TASK DIRECTIONS: Express the lines of the listing below as a JSON list of strings, one string per line and with blank lines omitted. Begin with the line containing "Find pitcher handle in the photo above." and continue through the line containing "[76,20,600,158]", including both of those lines.
┌─ EXERCISE MATERIAL
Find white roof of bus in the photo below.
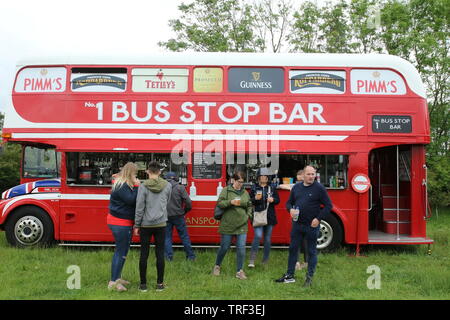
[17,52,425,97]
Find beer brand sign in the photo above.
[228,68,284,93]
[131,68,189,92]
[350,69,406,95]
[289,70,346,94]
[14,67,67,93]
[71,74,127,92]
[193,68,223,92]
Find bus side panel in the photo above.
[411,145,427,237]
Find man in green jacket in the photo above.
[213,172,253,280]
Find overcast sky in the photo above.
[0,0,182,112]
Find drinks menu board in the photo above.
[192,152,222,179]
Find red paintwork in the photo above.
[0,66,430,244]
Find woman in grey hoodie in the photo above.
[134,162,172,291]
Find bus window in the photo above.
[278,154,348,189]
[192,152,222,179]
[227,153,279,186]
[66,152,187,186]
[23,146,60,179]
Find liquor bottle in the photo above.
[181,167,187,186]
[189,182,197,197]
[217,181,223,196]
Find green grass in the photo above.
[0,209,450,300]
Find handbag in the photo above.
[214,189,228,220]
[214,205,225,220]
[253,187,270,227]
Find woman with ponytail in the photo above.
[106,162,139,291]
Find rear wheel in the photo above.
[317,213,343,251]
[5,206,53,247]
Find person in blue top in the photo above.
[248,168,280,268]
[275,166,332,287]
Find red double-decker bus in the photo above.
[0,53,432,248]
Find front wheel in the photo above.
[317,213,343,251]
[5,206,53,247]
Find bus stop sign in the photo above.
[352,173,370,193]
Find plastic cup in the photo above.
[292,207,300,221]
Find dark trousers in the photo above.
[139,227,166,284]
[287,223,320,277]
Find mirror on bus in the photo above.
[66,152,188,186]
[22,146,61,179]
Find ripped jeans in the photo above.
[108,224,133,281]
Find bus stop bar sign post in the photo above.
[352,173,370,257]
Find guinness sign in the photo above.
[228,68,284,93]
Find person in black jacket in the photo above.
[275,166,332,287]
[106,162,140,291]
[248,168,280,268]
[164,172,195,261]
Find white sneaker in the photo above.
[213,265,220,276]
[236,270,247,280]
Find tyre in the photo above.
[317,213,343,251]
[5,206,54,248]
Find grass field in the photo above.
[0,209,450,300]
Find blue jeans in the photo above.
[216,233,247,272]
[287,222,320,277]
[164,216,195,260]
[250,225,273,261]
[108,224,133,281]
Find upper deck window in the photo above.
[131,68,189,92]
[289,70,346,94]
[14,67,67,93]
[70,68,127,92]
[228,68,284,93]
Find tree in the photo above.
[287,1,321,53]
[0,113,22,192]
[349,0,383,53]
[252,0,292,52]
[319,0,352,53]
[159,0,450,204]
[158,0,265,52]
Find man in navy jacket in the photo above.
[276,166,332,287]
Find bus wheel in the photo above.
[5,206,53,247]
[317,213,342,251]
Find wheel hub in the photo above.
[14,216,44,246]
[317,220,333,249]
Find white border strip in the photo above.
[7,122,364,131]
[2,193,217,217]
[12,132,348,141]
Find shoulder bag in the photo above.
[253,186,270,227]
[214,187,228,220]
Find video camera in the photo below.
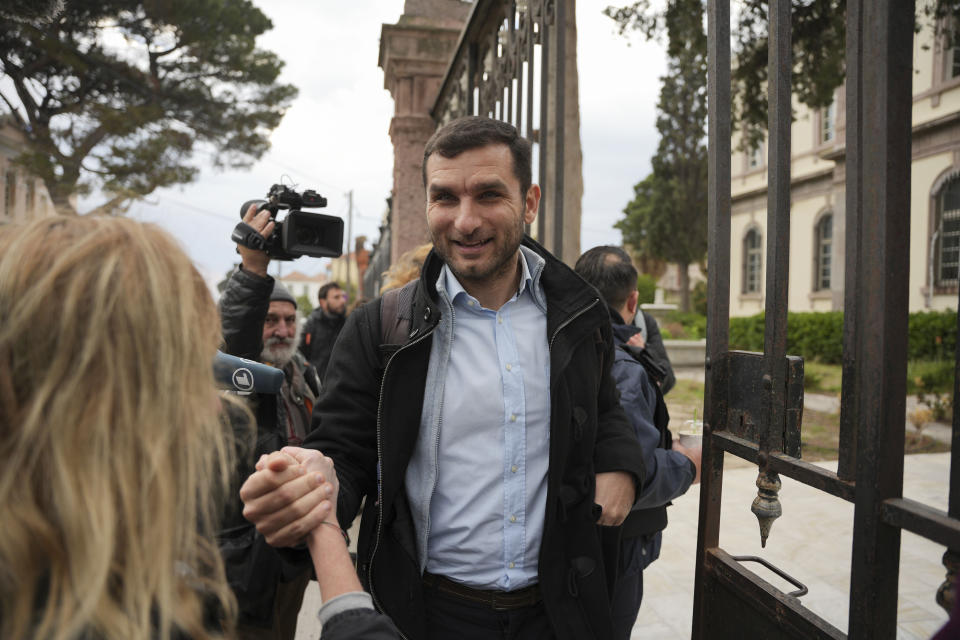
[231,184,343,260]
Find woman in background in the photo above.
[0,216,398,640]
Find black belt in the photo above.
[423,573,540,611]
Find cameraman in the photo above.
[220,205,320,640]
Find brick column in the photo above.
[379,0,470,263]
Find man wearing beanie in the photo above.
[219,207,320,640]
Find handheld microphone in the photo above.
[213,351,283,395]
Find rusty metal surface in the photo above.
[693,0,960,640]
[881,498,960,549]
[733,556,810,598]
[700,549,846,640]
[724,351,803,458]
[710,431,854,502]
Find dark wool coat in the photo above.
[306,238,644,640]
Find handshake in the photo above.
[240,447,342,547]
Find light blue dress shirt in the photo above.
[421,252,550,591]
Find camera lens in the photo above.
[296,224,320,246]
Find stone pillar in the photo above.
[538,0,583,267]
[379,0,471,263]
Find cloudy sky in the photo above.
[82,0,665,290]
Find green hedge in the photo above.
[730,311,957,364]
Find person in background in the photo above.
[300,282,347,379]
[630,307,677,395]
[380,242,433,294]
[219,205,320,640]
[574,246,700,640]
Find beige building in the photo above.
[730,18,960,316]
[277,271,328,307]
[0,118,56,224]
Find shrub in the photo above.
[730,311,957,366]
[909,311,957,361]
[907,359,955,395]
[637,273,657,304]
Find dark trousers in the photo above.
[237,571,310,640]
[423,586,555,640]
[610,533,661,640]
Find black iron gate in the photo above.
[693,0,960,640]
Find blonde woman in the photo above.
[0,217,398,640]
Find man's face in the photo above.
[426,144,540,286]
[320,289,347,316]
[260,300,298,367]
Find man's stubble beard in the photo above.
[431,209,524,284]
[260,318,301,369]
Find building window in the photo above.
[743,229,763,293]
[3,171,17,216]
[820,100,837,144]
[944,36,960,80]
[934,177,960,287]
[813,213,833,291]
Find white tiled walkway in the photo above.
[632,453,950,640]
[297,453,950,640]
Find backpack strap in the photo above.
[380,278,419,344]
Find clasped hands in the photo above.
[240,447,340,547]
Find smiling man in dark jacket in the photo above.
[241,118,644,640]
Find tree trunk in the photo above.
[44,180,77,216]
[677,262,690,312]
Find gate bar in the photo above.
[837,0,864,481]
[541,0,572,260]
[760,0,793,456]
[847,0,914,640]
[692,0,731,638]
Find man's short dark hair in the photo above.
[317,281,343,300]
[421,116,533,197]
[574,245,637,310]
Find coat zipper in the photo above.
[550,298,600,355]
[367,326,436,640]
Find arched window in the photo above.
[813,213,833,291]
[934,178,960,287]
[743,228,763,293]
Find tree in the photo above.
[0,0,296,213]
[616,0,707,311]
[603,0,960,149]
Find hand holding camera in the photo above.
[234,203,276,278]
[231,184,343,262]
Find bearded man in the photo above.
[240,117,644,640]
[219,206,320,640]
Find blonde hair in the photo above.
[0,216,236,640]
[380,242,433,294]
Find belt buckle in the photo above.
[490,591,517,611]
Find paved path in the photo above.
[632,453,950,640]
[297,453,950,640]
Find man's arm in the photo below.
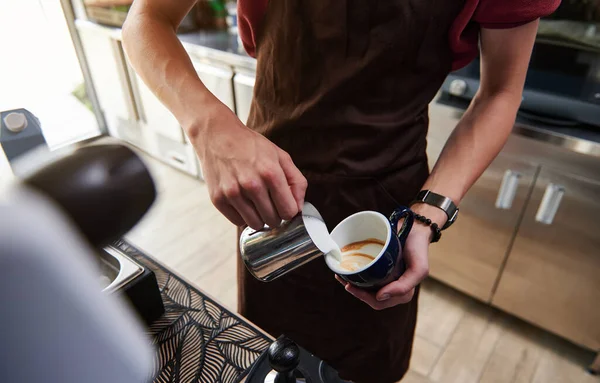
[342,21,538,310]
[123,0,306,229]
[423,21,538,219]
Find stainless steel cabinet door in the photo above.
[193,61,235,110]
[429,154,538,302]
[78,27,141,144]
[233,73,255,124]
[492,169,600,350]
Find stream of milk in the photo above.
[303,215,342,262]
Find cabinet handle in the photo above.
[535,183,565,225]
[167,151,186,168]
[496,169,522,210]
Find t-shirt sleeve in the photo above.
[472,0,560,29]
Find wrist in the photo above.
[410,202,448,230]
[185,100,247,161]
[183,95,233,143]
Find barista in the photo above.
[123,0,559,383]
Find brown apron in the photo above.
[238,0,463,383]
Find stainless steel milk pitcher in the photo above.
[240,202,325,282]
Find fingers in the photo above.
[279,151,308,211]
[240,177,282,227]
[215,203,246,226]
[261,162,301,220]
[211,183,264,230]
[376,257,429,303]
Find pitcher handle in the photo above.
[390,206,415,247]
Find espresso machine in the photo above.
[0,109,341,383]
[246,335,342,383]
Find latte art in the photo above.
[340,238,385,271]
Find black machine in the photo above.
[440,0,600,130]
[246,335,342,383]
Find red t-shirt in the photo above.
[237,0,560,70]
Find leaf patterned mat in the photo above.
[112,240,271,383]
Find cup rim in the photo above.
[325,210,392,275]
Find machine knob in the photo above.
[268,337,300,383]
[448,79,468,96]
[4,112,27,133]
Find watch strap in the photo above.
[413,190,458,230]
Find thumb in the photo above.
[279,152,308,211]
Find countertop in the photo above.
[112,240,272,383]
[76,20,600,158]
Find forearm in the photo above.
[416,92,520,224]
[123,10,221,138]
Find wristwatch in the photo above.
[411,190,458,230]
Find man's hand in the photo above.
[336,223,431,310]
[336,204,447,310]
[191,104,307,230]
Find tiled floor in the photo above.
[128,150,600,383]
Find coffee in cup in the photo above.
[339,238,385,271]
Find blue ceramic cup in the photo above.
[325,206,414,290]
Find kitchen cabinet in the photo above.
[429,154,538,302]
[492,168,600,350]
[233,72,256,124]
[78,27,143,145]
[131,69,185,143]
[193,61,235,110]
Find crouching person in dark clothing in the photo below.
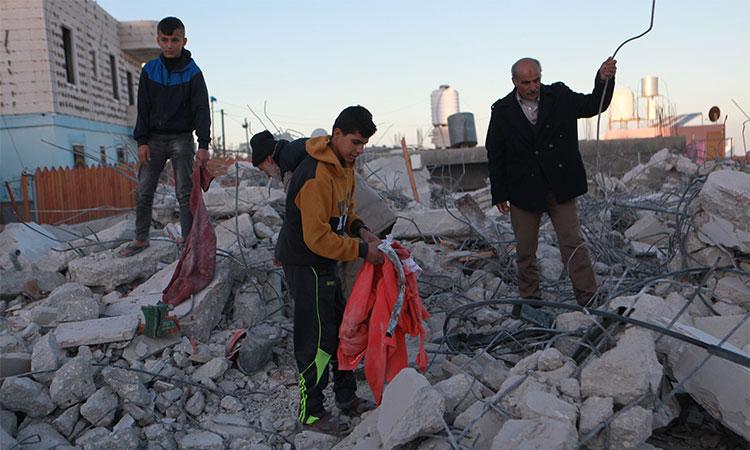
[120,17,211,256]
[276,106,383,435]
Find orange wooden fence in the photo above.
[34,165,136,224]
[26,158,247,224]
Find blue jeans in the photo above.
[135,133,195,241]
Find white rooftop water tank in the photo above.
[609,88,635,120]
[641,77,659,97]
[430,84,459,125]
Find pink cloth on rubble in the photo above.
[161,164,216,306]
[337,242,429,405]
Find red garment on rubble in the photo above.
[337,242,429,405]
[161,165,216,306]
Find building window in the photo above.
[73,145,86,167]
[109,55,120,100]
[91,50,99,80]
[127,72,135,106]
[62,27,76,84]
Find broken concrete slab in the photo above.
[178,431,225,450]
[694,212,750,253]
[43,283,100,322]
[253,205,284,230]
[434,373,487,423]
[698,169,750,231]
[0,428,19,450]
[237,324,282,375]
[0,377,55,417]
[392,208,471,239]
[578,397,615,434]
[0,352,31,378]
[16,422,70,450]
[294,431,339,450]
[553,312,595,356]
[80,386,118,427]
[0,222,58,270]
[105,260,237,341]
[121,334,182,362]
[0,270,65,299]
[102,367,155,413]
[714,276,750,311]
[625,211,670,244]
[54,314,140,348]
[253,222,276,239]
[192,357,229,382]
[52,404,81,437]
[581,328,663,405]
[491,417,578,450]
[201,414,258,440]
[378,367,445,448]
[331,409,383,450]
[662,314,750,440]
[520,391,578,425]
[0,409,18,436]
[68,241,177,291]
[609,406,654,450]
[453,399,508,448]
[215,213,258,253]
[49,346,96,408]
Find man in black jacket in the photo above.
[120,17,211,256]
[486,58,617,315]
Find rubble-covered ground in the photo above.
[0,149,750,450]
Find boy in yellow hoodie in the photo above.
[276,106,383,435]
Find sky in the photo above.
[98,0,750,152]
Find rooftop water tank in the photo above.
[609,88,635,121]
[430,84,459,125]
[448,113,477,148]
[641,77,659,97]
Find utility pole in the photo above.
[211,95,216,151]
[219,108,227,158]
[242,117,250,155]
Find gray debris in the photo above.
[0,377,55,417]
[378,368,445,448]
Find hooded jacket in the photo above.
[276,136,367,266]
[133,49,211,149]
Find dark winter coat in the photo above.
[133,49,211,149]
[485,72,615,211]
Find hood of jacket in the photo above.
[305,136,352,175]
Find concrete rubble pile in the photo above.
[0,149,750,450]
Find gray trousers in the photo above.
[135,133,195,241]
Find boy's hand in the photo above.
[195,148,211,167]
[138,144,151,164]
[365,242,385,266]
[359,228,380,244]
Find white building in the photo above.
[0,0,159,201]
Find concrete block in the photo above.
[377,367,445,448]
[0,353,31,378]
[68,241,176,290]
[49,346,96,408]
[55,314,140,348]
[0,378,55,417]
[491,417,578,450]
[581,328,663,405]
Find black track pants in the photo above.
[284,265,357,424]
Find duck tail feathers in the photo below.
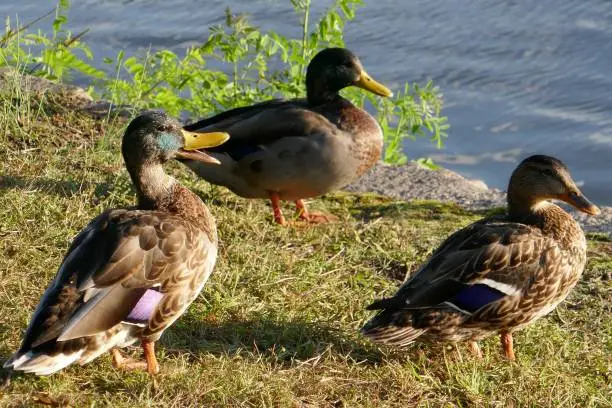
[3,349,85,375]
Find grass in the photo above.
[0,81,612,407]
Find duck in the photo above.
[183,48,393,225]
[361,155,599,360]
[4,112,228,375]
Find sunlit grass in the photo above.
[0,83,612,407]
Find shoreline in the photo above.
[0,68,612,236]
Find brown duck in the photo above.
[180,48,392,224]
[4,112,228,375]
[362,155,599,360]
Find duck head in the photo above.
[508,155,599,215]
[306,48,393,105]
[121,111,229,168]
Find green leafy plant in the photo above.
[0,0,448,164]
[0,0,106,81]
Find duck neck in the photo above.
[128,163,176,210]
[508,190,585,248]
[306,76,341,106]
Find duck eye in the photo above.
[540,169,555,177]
└─
WRITTEN RESPONSE:
[
  "Find pitcher handle in the photo above.",
  "[390,206,415,247]",
  "Find espresso machine in the photo above.",
  "[0,109,341,383]",
  "[246,335,342,383]",
  "Find latte art in the photo above.",
  "[340,238,385,271]",
  "Find black machine in the photo above.",
  "[440,0,600,130]",
  "[246,335,342,383]",
  "Find red t-shirt in the photo above.",
  "[237,0,560,70]",
  "Find leaf patterned mat in the photo above.",
  "[112,240,271,383]",
  "Find cup rim in the photo above.",
  "[325,210,392,275]",
  "Find machine knob in the photo above.",
  "[268,337,300,383]",
  "[448,79,468,96]",
  "[4,112,27,133]",
  "Find watch strap in the photo above.",
  "[413,190,458,230]",
  "Find thumb in the photo above.",
  "[279,152,308,211]",
  "Find countertop in the photo above.",
  "[112,240,272,383]",
  "[76,20,600,158]"
]